[Dataset records about object locations]
_ _ _

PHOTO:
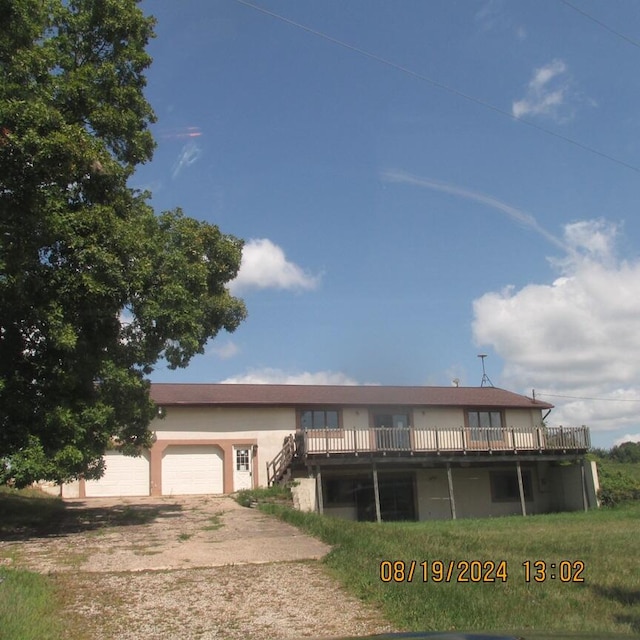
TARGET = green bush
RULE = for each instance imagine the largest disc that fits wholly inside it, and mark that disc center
(274, 494)
(617, 485)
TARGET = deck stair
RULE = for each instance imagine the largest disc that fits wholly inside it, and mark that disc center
(278, 470)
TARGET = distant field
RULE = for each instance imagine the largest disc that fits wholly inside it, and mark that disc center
(628, 468)
(604, 542)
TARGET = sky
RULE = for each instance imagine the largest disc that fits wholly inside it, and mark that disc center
(416, 183)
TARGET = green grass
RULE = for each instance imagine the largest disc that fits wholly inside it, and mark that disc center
(215, 522)
(25, 511)
(275, 493)
(606, 541)
(29, 607)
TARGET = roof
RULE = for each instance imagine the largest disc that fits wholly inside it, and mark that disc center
(333, 395)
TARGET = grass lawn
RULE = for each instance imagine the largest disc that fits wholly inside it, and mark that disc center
(29, 602)
(608, 601)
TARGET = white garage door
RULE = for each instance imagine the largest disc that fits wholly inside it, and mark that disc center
(191, 470)
(123, 476)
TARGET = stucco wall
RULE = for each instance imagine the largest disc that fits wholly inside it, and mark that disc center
(304, 494)
(268, 426)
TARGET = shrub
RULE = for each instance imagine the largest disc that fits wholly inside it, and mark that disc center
(274, 494)
(616, 486)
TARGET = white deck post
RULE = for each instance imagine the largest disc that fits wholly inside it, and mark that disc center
(452, 501)
(319, 490)
(376, 493)
(521, 488)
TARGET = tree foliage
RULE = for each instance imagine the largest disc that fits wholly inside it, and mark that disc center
(94, 286)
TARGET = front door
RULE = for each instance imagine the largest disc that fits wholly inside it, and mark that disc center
(392, 431)
(242, 468)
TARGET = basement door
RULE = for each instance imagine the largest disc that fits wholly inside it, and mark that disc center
(242, 465)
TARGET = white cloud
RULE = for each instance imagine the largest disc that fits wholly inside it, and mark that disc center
(224, 351)
(630, 437)
(189, 154)
(278, 376)
(514, 213)
(265, 266)
(547, 93)
(577, 336)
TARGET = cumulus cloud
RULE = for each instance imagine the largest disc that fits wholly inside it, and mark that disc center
(278, 376)
(547, 93)
(577, 337)
(225, 350)
(629, 437)
(265, 266)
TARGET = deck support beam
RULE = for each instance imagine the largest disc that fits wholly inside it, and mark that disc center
(319, 490)
(452, 500)
(523, 506)
(376, 493)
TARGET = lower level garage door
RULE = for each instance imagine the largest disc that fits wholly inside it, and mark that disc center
(190, 469)
(123, 476)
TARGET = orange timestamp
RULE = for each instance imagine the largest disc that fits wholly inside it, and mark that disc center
(444, 571)
(479, 571)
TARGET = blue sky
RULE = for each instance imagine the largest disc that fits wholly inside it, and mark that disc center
(416, 183)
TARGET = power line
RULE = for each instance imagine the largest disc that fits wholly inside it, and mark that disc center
(554, 395)
(438, 85)
(635, 43)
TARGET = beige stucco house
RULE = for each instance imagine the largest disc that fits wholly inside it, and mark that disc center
(367, 453)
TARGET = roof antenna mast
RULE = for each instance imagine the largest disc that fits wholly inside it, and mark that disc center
(486, 380)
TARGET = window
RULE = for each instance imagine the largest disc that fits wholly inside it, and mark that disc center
(504, 486)
(480, 421)
(319, 419)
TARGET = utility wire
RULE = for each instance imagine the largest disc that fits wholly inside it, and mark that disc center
(438, 85)
(635, 43)
(554, 395)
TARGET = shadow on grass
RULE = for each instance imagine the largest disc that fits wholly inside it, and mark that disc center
(627, 598)
(23, 517)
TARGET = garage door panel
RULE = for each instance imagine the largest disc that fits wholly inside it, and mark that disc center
(189, 469)
(123, 476)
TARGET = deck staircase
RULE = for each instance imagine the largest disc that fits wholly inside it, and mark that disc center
(279, 469)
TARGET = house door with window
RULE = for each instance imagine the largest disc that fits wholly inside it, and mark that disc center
(485, 430)
(242, 464)
(392, 431)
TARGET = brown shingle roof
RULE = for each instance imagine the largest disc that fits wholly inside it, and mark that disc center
(330, 395)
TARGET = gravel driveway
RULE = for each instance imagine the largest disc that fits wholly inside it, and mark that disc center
(193, 567)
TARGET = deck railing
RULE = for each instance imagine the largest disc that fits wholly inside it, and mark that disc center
(463, 439)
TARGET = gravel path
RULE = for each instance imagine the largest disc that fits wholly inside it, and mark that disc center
(196, 567)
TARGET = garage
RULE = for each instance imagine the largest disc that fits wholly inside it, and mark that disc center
(190, 469)
(123, 476)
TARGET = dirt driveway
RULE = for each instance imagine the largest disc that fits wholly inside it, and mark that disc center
(194, 567)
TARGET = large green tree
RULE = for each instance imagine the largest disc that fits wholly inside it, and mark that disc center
(94, 286)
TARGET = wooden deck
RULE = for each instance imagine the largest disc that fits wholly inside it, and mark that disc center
(325, 442)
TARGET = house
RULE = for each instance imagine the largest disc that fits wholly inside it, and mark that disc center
(360, 452)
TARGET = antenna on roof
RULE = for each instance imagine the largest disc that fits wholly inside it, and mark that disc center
(486, 380)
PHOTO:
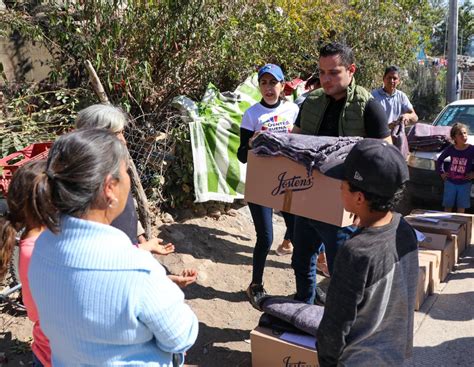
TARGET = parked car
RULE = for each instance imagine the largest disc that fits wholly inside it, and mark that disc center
(425, 184)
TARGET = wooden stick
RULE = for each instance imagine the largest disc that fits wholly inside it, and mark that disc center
(142, 202)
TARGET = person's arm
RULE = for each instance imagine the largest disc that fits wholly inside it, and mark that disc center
(247, 130)
(345, 293)
(409, 117)
(375, 121)
(140, 230)
(163, 311)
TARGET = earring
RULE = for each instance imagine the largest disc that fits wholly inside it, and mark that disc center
(113, 203)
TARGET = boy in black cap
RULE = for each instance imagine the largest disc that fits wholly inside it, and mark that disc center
(369, 311)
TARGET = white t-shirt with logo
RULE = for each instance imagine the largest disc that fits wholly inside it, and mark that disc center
(278, 119)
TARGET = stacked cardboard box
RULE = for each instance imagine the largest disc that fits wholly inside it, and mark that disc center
(269, 349)
(446, 237)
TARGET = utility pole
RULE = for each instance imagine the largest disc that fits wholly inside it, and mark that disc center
(452, 52)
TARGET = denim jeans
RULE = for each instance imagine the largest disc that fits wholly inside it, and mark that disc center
(262, 219)
(308, 237)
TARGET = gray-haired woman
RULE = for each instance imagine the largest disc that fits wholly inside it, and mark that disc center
(101, 302)
(114, 119)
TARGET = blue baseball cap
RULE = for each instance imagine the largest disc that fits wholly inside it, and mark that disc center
(271, 69)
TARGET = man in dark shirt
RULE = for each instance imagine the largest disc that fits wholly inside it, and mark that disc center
(368, 317)
(339, 108)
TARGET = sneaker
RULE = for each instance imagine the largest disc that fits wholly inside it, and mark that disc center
(286, 248)
(322, 265)
(320, 297)
(255, 293)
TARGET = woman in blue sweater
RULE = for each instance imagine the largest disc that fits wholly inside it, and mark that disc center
(100, 301)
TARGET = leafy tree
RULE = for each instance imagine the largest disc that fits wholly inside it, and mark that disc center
(465, 29)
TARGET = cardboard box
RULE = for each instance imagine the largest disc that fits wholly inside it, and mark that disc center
(433, 256)
(268, 350)
(280, 183)
(422, 287)
(437, 225)
(468, 219)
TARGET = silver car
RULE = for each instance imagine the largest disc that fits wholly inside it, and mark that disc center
(425, 184)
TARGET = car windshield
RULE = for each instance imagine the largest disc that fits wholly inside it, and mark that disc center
(453, 114)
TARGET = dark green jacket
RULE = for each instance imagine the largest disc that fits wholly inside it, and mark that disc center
(351, 119)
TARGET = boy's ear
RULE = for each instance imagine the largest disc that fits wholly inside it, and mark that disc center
(110, 184)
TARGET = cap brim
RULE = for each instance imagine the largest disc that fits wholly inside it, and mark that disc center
(334, 169)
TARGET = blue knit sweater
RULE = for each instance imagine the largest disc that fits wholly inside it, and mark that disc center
(103, 302)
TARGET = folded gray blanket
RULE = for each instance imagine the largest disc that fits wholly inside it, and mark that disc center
(301, 315)
(311, 151)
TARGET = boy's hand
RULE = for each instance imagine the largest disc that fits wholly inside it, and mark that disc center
(187, 277)
(155, 247)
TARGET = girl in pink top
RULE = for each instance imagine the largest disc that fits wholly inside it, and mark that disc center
(19, 205)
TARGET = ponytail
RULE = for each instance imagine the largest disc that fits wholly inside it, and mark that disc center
(7, 244)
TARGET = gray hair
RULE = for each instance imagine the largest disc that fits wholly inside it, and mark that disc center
(102, 116)
(77, 166)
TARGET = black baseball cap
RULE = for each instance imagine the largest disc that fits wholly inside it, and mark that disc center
(374, 166)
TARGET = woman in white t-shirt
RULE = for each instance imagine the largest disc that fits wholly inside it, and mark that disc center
(274, 114)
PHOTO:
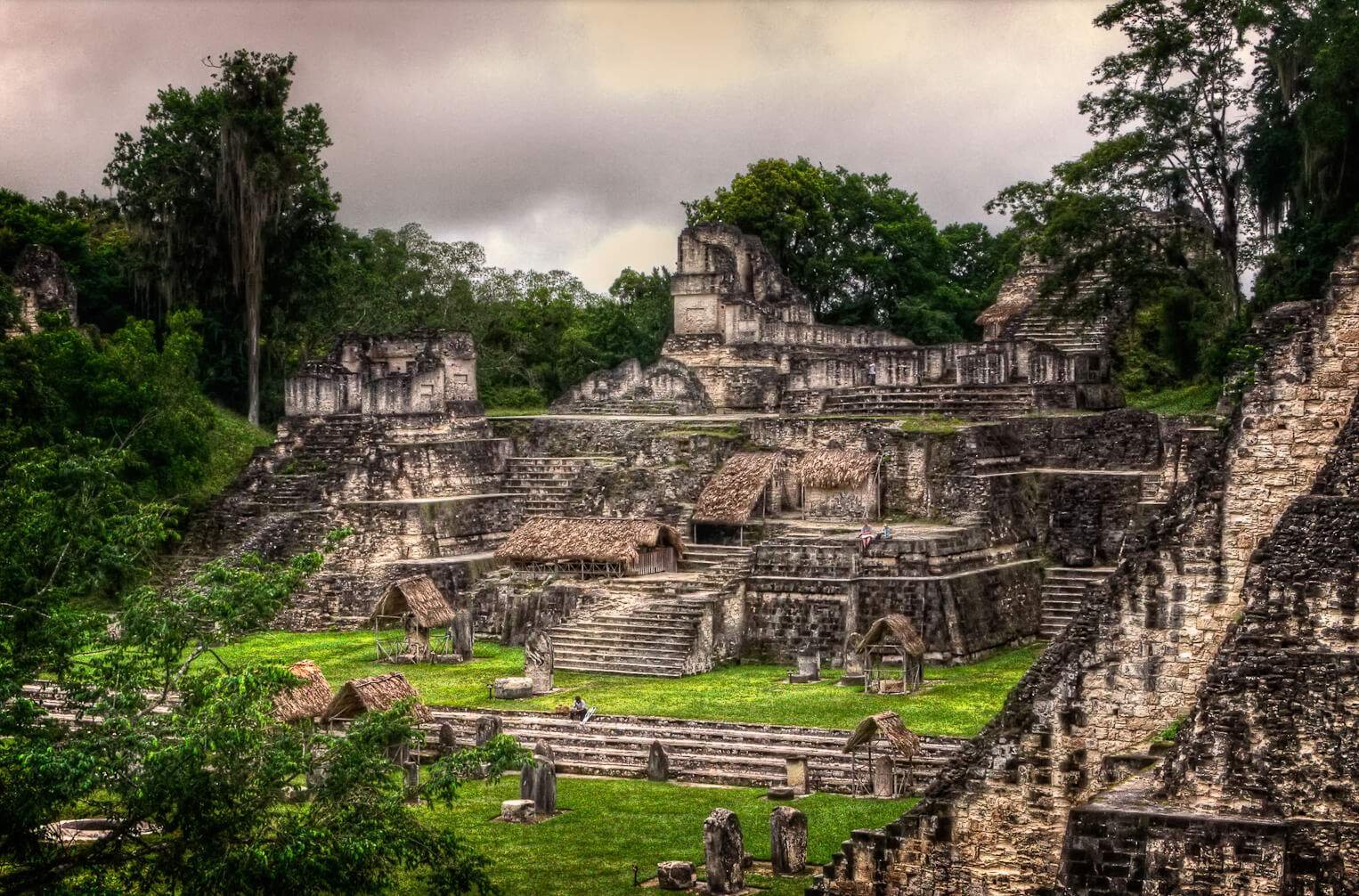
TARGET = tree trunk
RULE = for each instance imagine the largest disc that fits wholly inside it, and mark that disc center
(253, 347)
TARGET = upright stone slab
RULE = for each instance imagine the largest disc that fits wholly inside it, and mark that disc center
(462, 635)
(447, 737)
(723, 851)
(676, 876)
(488, 726)
(788, 841)
(542, 749)
(795, 769)
(539, 661)
(545, 789)
(658, 763)
(883, 785)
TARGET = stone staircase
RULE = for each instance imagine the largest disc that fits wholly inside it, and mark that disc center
(969, 403)
(1063, 591)
(636, 634)
(544, 482)
(716, 565)
(700, 751)
(1041, 324)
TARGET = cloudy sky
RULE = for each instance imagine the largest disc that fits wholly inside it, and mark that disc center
(566, 134)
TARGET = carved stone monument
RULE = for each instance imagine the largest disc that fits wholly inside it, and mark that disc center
(795, 770)
(676, 876)
(883, 786)
(488, 726)
(725, 851)
(788, 841)
(514, 688)
(658, 763)
(539, 661)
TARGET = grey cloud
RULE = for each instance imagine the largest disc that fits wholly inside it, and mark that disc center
(547, 129)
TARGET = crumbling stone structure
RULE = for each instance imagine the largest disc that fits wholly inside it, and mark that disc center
(419, 373)
(745, 338)
(1149, 643)
(44, 287)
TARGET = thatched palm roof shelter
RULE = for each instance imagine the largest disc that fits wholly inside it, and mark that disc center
(374, 695)
(889, 725)
(731, 496)
(616, 544)
(899, 629)
(306, 700)
(420, 597)
(832, 468)
(893, 634)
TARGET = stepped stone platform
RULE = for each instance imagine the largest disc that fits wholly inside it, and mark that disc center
(1063, 591)
(708, 752)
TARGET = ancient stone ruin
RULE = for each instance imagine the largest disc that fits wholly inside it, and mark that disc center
(1190, 720)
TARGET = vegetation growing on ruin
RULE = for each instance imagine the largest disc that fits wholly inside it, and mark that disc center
(1192, 400)
(612, 824)
(957, 700)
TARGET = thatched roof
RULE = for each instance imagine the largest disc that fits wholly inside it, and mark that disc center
(903, 740)
(1015, 296)
(419, 596)
(731, 495)
(836, 468)
(306, 700)
(374, 694)
(899, 629)
(590, 539)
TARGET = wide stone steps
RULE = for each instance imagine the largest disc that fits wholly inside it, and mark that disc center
(1063, 591)
(646, 637)
(699, 751)
(974, 403)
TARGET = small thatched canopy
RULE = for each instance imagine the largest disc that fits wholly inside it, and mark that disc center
(587, 539)
(306, 700)
(374, 695)
(903, 740)
(837, 468)
(1017, 294)
(418, 596)
(899, 629)
(734, 493)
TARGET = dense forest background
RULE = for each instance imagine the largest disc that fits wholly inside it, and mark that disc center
(1222, 178)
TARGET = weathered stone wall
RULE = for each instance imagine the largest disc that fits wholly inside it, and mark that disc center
(965, 599)
(1132, 661)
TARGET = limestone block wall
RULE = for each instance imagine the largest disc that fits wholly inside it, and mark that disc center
(1260, 792)
(664, 387)
(427, 469)
(1132, 661)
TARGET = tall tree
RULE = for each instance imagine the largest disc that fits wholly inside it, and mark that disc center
(1175, 105)
(1302, 152)
(859, 248)
(227, 185)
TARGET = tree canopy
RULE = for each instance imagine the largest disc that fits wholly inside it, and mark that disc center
(862, 250)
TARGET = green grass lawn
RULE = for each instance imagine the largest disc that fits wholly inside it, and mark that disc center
(613, 824)
(957, 700)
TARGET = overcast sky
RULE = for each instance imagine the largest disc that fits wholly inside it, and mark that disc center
(566, 134)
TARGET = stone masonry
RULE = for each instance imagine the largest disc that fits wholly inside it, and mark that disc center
(1142, 646)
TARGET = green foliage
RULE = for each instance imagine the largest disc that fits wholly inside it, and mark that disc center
(958, 700)
(860, 249)
(226, 195)
(1172, 732)
(1302, 140)
(203, 781)
(1192, 400)
(1172, 110)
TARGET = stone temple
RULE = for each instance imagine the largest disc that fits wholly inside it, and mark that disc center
(1191, 726)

_ _ _

In the listing above, find the line containing "TARGET = tall tree", then reproduce it and each line after it through the end, exactly and with nothing added.

### TASK OUTPUT
TARGET = tall tree
RULE = for each instance imagine the largest disc that fits wholly inside it, and mark that disc center
(1175, 105)
(1302, 152)
(859, 248)
(227, 185)
TARGET = tree canopy
RULE = for each instance imagine the largest disc that fits wholly inside it, and mark that disc center
(862, 250)
TARGET = green grass lawn
RULE = for each instance imagine the largest disc that fits wholly inside it, and mark that disc center
(613, 824)
(957, 700)
TARGET = overcast sky
RULE = for each instance imagine the largest disc that fits wholly inside it, and mark that disc center
(566, 134)
TARGET = stone masonry
RULE = for each instance imagine the largest disc that fits wholly inside it, and mark that disc center
(1142, 646)
TARGET = green foliage
RULE = for each instance imagine the largest disc that fits wholly inside it, and mark that disc center
(958, 700)
(860, 249)
(226, 195)
(1172, 732)
(1302, 140)
(203, 781)
(1192, 400)
(1172, 110)
TARGET = stone temple
RULE = for each instance imagine the largest disc that fits wholly inside it, and mark that disc center
(1191, 726)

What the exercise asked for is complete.